◆ **PROBLEM STATEMENT**
Filter the items below, keeping every line that contains the string "face". Case counts, so a line only matches if its capitals and lowercase letters are the same.

[Detection annotation records]
⁂

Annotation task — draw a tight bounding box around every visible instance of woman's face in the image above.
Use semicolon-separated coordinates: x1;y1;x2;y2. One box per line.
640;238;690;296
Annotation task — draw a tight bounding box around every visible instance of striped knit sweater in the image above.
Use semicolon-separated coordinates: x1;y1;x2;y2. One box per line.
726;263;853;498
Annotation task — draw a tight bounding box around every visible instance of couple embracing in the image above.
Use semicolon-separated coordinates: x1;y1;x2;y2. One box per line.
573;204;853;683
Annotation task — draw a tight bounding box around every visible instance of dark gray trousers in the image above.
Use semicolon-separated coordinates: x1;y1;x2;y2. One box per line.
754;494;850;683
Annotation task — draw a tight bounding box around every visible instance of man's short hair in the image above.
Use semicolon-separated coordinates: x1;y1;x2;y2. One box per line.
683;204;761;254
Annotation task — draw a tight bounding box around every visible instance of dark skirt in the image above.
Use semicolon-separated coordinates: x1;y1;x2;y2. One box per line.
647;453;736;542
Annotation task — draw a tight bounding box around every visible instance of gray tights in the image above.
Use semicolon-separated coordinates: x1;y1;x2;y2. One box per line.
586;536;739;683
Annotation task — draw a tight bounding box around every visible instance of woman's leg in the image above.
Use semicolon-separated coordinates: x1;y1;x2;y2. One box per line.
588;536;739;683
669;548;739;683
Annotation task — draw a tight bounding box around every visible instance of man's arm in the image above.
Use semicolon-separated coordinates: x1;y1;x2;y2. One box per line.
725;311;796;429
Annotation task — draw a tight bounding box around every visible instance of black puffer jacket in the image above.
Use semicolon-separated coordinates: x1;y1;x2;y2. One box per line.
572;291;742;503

⁂

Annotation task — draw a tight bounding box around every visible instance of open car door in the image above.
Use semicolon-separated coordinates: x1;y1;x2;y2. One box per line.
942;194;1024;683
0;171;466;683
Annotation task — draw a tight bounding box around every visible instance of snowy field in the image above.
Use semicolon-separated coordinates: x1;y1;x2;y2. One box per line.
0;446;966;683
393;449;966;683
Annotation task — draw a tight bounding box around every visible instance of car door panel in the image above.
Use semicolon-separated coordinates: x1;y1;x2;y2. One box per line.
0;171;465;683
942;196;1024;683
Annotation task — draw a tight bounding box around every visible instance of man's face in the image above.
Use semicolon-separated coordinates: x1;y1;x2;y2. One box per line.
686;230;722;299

⁂

◆ **COMPLETE RESPONSE**
Annotation task — draw a tight bounding box around every visible instance of woman's face in the image above.
Annotation task — draw a tight bounding box around every visible instance of man's face in the image above.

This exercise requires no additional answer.